[Excerpts from point annotation records]
◇ ◇ ◇ ◇
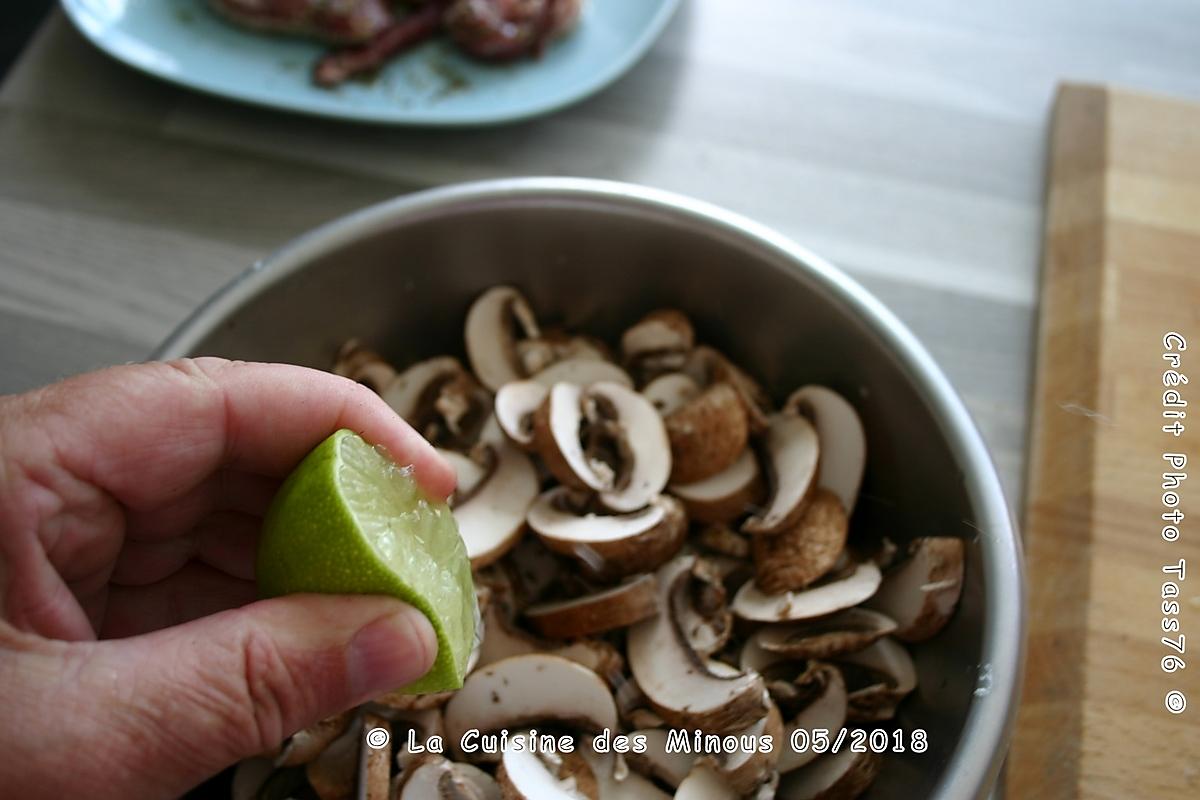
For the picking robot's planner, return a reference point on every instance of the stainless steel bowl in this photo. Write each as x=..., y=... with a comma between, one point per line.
x=595, y=256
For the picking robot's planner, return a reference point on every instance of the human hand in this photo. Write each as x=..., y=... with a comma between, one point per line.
x=133, y=659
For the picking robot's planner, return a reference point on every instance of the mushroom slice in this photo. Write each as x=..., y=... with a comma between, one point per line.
x=726, y=495
x=496, y=320
x=703, y=783
x=526, y=690
x=702, y=612
x=828, y=636
x=375, y=763
x=877, y=679
x=825, y=710
x=556, y=433
x=610, y=545
x=492, y=518
x=619, y=606
x=333, y=774
x=665, y=330
x=306, y=745
x=436, y=777
x=823, y=597
x=844, y=443
x=582, y=372
x=526, y=774
x=744, y=769
x=672, y=391
x=708, y=366
x=835, y=776
x=707, y=434
x=792, y=452
x=619, y=783
x=798, y=555
x=515, y=405
x=363, y=365
x=669, y=765
x=922, y=591
x=677, y=683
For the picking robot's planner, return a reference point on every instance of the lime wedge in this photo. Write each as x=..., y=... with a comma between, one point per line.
x=349, y=521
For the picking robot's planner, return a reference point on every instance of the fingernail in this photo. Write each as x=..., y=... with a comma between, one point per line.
x=390, y=653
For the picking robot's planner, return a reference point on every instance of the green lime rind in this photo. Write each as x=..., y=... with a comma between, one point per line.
x=348, y=521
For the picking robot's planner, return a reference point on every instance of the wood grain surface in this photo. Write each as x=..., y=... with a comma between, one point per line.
x=1121, y=272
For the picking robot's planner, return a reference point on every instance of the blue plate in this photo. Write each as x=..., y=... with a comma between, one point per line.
x=184, y=42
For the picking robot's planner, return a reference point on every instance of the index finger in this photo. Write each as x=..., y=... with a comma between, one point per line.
x=147, y=433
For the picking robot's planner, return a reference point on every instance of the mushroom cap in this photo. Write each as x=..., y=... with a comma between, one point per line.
x=665, y=330
x=490, y=337
x=492, y=517
x=707, y=434
x=834, y=776
x=827, y=636
x=675, y=679
x=610, y=545
x=922, y=591
x=843, y=440
x=619, y=606
x=825, y=597
x=791, y=449
x=515, y=405
x=726, y=495
x=796, y=557
x=527, y=690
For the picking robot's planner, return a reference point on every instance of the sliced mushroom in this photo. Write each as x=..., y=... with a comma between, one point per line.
x=515, y=405
x=658, y=762
x=703, y=783
x=708, y=366
x=828, y=636
x=496, y=322
x=619, y=606
x=610, y=545
x=375, y=763
x=364, y=365
x=334, y=771
x=834, y=776
x=526, y=774
x=582, y=372
x=492, y=517
x=745, y=769
x=922, y=591
x=435, y=777
x=844, y=443
x=707, y=434
x=798, y=555
x=619, y=783
x=672, y=391
x=672, y=675
x=660, y=331
x=726, y=495
x=792, y=452
x=827, y=596
x=825, y=710
x=306, y=745
x=527, y=690
x=877, y=679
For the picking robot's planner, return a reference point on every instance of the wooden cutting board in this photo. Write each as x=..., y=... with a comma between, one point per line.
x=1121, y=271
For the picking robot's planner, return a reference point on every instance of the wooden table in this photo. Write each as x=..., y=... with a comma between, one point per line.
x=905, y=142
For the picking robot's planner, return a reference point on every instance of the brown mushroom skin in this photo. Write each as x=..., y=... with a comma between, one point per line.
x=795, y=558
x=707, y=434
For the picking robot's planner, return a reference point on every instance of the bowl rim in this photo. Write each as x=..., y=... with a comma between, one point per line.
x=978, y=756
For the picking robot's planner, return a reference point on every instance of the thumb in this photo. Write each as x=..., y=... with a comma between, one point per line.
x=171, y=708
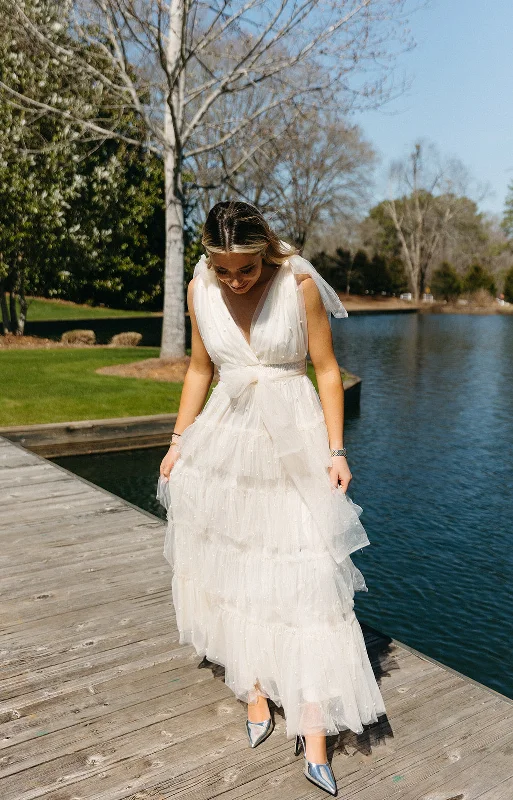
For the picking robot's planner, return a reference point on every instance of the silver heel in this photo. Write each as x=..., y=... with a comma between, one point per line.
x=258, y=731
x=320, y=774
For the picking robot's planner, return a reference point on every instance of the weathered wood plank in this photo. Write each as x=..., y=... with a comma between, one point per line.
x=101, y=702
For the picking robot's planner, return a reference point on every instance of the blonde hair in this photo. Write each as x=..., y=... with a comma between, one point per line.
x=236, y=227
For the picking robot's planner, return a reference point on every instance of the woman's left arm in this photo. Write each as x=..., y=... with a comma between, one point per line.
x=329, y=380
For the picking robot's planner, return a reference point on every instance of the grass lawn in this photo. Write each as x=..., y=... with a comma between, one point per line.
x=61, y=385
x=39, y=308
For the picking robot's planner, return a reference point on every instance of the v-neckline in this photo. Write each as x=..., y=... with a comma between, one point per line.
x=258, y=309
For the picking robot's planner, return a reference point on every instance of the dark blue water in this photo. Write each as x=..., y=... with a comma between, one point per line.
x=431, y=455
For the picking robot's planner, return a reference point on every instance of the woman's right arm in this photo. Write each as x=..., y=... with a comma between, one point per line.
x=195, y=386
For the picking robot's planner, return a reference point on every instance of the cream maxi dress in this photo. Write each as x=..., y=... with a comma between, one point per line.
x=258, y=539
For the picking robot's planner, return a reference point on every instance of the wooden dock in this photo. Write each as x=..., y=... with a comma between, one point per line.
x=100, y=702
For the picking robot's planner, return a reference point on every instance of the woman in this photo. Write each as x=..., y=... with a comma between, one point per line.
x=260, y=527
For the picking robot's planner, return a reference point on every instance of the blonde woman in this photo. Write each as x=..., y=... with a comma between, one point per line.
x=260, y=527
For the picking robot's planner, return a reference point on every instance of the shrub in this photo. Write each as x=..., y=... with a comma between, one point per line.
x=445, y=282
x=126, y=339
x=476, y=277
x=78, y=336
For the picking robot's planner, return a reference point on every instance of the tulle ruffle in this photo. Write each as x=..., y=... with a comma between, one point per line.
x=256, y=587
x=320, y=673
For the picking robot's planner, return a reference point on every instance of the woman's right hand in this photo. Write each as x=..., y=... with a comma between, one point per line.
x=169, y=460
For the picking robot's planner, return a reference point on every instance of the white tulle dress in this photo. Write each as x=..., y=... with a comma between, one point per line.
x=258, y=539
◇ ◇ ◇ ◇
- _What you are asked to do_:
Copy out every line of the records above without changes, but omit the pictures.

- _Full output_:
For the picking robot's planner, return a reference point on every instance of the stainless steel bowl in this photo. Write each as x=..., y=... with a comma between, one point per line.
x=595, y=256
For the picking robot's planner, return a reference point on every instance of the human hand in this photo. Write each as x=..., y=... with a comma between, one point per line.
x=133, y=659
For the picking robot's planner, return a reference point on every instance of the mushroom slice in this photo. Write each as x=..., y=... with a comma between, one point per line.
x=726, y=495
x=496, y=320
x=703, y=783
x=526, y=690
x=702, y=612
x=828, y=636
x=375, y=763
x=877, y=679
x=825, y=710
x=556, y=433
x=610, y=545
x=492, y=518
x=619, y=606
x=333, y=774
x=665, y=330
x=306, y=745
x=436, y=777
x=823, y=597
x=844, y=443
x=582, y=372
x=526, y=774
x=744, y=769
x=672, y=391
x=708, y=366
x=835, y=776
x=707, y=434
x=792, y=452
x=619, y=783
x=798, y=555
x=515, y=405
x=363, y=365
x=669, y=765
x=922, y=591
x=677, y=683
For the picking robot's planner, return a reference point on every instance of the lime wedge in this photo. Write each as x=..., y=... with a comma between, one point per line.
x=349, y=521
For the picking robot's planner, return a reference point on every instance of the fingernail in this photo. Write each as x=..., y=... with a comma between, one point per line.
x=390, y=653
For the picking robot's planner, return a reference point on every instance of the green lime rind in this photo. Write each as x=..., y=... with a comma between, one point per line.
x=348, y=521
For the picking robot's planner, return a reference point on every instance of the wood grain surface in this photo. Write each as x=..., y=... with a comma between, one point per line.
x=1121, y=272
For the picking robot's planner, return a reference point on every instance of the blue plate in this photo. Write each as x=..., y=... with a comma between, one point per line.
x=184, y=42
For the picking robot's planner, return a reference point on every instance of the index finger in this photo. Write each as x=..., y=... with a comma between, one point per line.
x=147, y=433
For the picking robot's planner, return a reference point on every instance of the mushroom cap in this photo. Write each as x=..., y=... with a comma between, one point per line.
x=665, y=330
x=490, y=337
x=492, y=517
x=707, y=434
x=834, y=776
x=827, y=636
x=675, y=679
x=610, y=545
x=922, y=591
x=843, y=440
x=619, y=606
x=825, y=597
x=791, y=449
x=515, y=405
x=726, y=495
x=796, y=557
x=527, y=690
For the picking robot's planner, return a reference point on every instance of the sliced mushroom in this photo. Write each as x=..., y=... with a comma between, one point per line.
x=515, y=405
x=658, y=762
x=703, y=783
x=708, y=366
x=828, y=636
x=496, y=322
x=619, y=606
x=610, y=545
x=375, y=763
x=364, y=365
x=334, y=771
x=834, y=776
x=526, y=774
x=582, y=372
x=492, y=517
x=745, y=769
x=922, y=591
x=435, y=777
x=844, y=443
x=707, y=434
x=798, y=555
x=619, y=783
x=672, y=391
x=672, y=675
x=660, y=331
x=726, y=495
x=792, y=452
x=827, y=596
x=825, y=710
x=306, y=745
x=527, y=690
x=877, y=679
For the picking robot's planner, return a reference point on every instance of the wooden cutting board in this photo. Write each as x=..., y=... with a comma between, one point per line.
x=1121, y=271
For the picking robot's planner, return a reference point on every instance of the wooden table in this photo. Write each as x=..., y=... with a comma between, one point per line.
x=905, y=142
For the picking robot's planner, return a reference point on every instance of the brown mushroom skin in this photo. Write each as x=..., y=... with a comma between, one point per line.
x=795, y=558
x=707, y=434
For the picking robot's planner, return a reference point on every instance of the bowl rim in this photo. Write each as x=..., y=... with a comma between, one point per line.
x=978, y=756
For the picking robot's planner, return a reference point on every instance of the thumb in this photo. Write each as x=..., y=... with a comma between, one point per line.
x=171, y=708
For the picking robot's planner, return a reference point on every instance of the silver heel in this photo. Write each as x=..., y=... with a comma between, one point per line.
x=258, y=731
x=320, y=774
For the picking robot's planner, return a reference point on every instance of the weathered wood plank in this photo. Write each as x=..., y=... with a comma between, one point per line.
x=101, y=702
For the picking robot's planner, return a reference point on every instance of the blonde hair in this photo. Write each as x=..., y=... with a comma between, one point per line.
x=236, y=227
For the picking robot's planner, return a reference point on every instance of the woman's left arm in this photo. Write each as x=..., y=... with a comma between, one point per line.
x=329, y=380
For the picking robot's planner, return a reference point on every instance of the grass lawn in this photo. Write each as x=..., y=... with a comma between, one point per line.
x=61, y=385
x=39, y=308
For the picking robot's planner, return a reference point on every instance of the v-neckline in this photo. Write each as x=..., y=... with a comma between, one point per line.
x=258, y=309
For the picking robot's planner, return a reference point on every instance of the dark blue water in this photo. Write each as x=..., y=... with a comma between, one point per line.
x=431, y=455
For the picking robot's planner, return a reference point on every instance of the woman's right arm in this photo. Write each as x=..., y=... with a comma between, one point per line.
x=195, y=386
For the picking robot's planner, return a reference point on every instance of the cream maxi dress in this photo. Write each as x=..., y=... with a comma between, one point per line.
x=258, y=539
For the picking robot's planner, return a reference point on every instance of the wooden dock in this photo. Write each as x=..., y=... with a comma between, one point per line.
x=100, y=702
For the picking robot's planner, return a reference point on every instance of the woman in this photo. Write each as x=..., y=... with a comma between, one point per line.
x=260, y=527
For the picking robot's planner, return a reference point on every instance of the blonde woman in this photo. Write each as x=..., y=... with a comma between, one point per line.
x=260, y=527
For the picking robot's planner, return a reference point on every instance of the shrub in this photo. Write each as x=..., y=... with a comma between, one point per line.
x=445, y=282
x=126, y=339
x=476, y=277
x=78, y=336
For the picking robot's planner, return a reference point on every instance of the tulle ruffle in this photo. Write each as x=..., y=... with a comma between, one point per line.
x=256, y=587
x=320, y=673
For the picking robot's planner, return a reference point on every instance of the woman's right hand in this photo. Write each as x=..., y=... with a comma between, one point per line.
x=169, y=460
For the picking robot's planner, return a reference point on every instance of the white tulle dress in this photo. Write each as x=..., y=... with a comma between, one point per line.
x=258, y=539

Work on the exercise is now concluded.